→ Input for this task:
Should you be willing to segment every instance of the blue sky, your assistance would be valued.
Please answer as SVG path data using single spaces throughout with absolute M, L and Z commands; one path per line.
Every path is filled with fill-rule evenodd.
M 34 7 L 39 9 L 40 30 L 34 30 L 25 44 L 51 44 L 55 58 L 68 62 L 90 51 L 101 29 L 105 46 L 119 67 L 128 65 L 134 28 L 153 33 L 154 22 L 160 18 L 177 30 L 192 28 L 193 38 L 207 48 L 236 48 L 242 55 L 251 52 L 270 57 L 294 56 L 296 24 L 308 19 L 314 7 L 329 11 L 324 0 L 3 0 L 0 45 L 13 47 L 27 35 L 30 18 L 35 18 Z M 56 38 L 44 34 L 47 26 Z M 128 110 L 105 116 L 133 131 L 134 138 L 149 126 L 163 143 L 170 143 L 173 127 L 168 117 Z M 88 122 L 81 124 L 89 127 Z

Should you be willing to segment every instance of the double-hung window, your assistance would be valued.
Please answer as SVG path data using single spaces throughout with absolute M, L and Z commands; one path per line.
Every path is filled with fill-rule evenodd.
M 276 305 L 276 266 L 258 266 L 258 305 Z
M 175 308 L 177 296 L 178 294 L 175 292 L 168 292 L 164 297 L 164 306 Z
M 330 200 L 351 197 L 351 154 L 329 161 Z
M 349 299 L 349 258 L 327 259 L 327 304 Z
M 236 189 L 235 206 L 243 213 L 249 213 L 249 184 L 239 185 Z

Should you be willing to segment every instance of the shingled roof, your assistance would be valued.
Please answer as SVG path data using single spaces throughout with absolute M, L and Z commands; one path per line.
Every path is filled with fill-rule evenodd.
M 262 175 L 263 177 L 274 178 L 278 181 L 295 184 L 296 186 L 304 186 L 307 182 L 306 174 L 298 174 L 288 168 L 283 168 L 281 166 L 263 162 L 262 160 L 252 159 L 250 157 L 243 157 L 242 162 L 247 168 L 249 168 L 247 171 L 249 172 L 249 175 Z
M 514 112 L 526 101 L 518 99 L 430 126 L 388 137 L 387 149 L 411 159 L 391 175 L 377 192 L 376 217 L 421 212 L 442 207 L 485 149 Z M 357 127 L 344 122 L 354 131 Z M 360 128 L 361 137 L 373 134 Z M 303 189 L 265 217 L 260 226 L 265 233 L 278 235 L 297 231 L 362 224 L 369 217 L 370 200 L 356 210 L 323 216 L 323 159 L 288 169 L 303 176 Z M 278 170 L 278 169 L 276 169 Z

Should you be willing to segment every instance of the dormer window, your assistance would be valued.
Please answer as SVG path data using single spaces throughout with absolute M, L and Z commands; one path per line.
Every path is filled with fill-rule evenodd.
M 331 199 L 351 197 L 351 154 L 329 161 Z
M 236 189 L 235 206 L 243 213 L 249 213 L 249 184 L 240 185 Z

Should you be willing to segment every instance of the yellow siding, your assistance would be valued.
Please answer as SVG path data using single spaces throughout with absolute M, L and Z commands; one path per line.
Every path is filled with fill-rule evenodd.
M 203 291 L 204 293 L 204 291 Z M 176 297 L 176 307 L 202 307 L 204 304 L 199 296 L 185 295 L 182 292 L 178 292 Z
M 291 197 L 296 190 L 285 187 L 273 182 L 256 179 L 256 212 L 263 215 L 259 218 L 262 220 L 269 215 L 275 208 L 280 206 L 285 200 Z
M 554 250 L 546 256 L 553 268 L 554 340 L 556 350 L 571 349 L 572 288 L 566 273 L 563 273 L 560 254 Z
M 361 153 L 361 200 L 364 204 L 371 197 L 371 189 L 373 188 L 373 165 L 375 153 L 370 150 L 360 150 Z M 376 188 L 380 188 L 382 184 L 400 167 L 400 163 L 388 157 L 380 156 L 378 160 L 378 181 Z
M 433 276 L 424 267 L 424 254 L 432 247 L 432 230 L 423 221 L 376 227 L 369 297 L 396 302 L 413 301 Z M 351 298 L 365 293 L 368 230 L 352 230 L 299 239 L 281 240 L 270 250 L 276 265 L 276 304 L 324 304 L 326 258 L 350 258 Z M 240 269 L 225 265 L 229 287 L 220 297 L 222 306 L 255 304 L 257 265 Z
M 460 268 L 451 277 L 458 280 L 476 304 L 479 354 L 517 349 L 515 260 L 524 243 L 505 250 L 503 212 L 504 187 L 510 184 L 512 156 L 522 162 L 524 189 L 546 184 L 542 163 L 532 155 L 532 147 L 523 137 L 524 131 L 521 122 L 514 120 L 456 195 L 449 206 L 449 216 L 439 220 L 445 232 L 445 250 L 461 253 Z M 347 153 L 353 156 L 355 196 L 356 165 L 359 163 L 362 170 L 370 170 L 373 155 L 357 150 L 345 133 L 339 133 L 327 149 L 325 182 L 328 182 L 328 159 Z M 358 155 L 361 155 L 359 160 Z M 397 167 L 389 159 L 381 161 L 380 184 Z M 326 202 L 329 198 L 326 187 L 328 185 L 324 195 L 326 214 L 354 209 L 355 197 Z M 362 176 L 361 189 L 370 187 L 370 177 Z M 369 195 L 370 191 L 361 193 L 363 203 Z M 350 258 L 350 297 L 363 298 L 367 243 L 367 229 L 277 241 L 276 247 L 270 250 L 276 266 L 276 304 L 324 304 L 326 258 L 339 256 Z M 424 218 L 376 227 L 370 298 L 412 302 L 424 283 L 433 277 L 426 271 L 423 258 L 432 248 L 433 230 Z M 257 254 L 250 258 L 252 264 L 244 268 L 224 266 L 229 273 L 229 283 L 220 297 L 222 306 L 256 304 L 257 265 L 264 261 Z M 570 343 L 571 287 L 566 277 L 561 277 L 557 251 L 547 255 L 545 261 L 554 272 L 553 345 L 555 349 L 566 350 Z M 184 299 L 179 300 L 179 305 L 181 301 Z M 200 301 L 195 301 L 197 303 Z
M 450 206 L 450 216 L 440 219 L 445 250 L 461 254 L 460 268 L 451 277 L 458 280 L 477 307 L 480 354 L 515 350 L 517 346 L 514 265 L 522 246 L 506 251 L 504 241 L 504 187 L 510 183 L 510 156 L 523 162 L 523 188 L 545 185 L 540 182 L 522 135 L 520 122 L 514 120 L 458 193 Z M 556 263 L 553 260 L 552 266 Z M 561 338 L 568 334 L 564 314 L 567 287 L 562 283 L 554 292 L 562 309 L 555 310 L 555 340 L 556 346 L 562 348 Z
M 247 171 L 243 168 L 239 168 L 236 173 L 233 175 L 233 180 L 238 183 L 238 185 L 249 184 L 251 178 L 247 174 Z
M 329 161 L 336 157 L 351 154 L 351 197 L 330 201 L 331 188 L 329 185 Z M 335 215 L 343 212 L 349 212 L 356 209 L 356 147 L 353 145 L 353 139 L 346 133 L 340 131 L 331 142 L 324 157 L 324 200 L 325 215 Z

→ Task requirements:
Which lines of the listing include the string "assistance"? Pull them out.

→ Solution to the problem:
Should you be willing to segment every instance of the blue sky, your assistance would be valued.
Should you be willing to segment every instance of the double-hung window, your assistance would be valued.
Should you be willing to segment every instance of the shingled roof, your assistance would be valued.
Should you be willing to segment every instance of the dormer window, your assistance would be valued.
Should you be willing to segment every instance of the yellow siding, your assistance would be valued.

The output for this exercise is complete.